Exercise objective → Report back each line of the records that contains the string "above".

(Referring expression data)
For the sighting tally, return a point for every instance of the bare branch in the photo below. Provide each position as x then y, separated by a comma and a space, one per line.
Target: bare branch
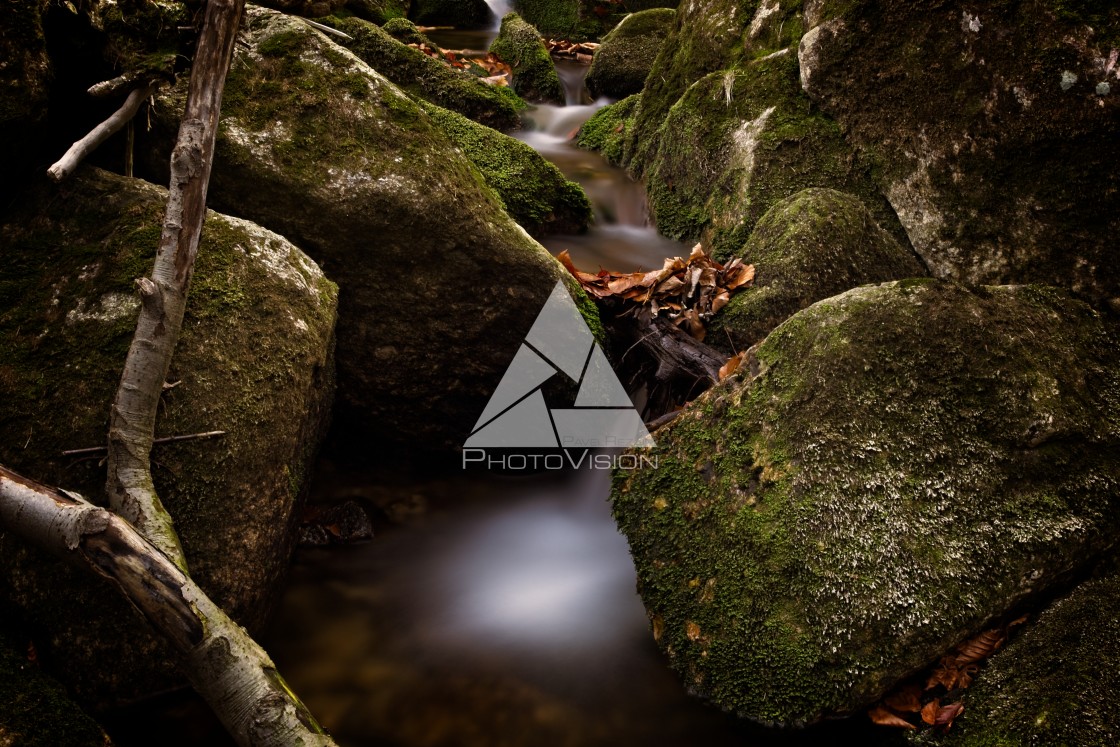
164, 296
225, 665
77, 152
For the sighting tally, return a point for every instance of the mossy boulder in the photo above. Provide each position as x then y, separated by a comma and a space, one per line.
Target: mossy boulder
606, 131
379, 11
809, 246
534, 192
428, 78
739, 141
995, 130
438, 282
623, 63
254, 360
534, 76
710, 36
1055, 683
35, 710
459, 13
896, 468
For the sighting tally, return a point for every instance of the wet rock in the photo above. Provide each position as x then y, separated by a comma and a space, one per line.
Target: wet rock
438, 283
995, 138
809, 246
1055, 683
534, 76
533, 190
623, 63
428, 78
459, 13
253, 360
896, 467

Written solution →
For the sighting tally, return a point for every instance of the mossy boulder in the photo above. Provide each position as x then y, separated by a comma and a space, one per line.
For the sighting tally, return a point for every instance of the wet rock in the photo above. Provide each position as x then y, separated by a comma and a space, one per line.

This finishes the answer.